Dataset excerpts on object pointing
— start —

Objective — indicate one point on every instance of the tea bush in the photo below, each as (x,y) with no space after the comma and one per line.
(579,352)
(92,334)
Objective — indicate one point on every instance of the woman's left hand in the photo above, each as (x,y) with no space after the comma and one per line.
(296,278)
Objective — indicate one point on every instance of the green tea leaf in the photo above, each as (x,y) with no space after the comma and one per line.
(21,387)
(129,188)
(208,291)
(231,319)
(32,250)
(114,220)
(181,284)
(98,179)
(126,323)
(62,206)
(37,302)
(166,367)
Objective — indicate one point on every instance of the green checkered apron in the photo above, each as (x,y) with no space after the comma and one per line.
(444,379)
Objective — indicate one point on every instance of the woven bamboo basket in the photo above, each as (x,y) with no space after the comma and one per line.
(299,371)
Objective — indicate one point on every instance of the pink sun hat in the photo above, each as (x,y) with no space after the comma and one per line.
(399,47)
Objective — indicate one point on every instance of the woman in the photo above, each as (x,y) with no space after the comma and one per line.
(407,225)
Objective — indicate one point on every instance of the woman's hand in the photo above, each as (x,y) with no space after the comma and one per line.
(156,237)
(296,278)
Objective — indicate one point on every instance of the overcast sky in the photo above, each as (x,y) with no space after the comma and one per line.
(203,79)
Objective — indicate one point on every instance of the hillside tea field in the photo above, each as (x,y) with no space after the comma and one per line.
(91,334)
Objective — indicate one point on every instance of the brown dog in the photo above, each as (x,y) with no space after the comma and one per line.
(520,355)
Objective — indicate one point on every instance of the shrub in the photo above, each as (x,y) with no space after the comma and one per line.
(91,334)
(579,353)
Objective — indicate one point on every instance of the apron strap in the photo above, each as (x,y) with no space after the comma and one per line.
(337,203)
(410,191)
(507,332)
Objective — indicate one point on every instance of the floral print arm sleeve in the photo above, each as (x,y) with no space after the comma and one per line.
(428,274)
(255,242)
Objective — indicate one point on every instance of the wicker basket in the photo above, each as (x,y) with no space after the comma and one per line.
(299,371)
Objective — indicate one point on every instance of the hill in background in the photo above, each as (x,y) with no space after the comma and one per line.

— end —

| REQUIRED WORK |
Format the lines of the material from the one containing "Objective — indicate one point on every instance of the shrub" through the end of the material, inclusive, as a numbered list, leaving out any blank lines.

| FULL ANSWER |
1. Objective — indicate one point on every instance of the shrub in the photo above, each as (x,y) with no space after the comma and one per line.
2. (91,334)
3. (579,353)
4. Objective — indicate one point on every instance of the apron strap in the photo above, each as (x,y) with no space after the comma and one per line.
5. (337,203)
6. (410,191)
7. (507,332)
8. Objective — indicate one point on every instance of the floral print arm sleeve in the photo above, each as (x,y) with no space after the comma and one per line.
9. (428,274)
10. (255,242)
11. Objective — indicate one point on every instance of the wicker basket in the photo above, each as (x,y) with no space after the comma and one per line.
12. (299,371)
13. Objective — indicate one point on every instance of the hill in background in the photo above, each as (x,y) with no space after the comma and one per line.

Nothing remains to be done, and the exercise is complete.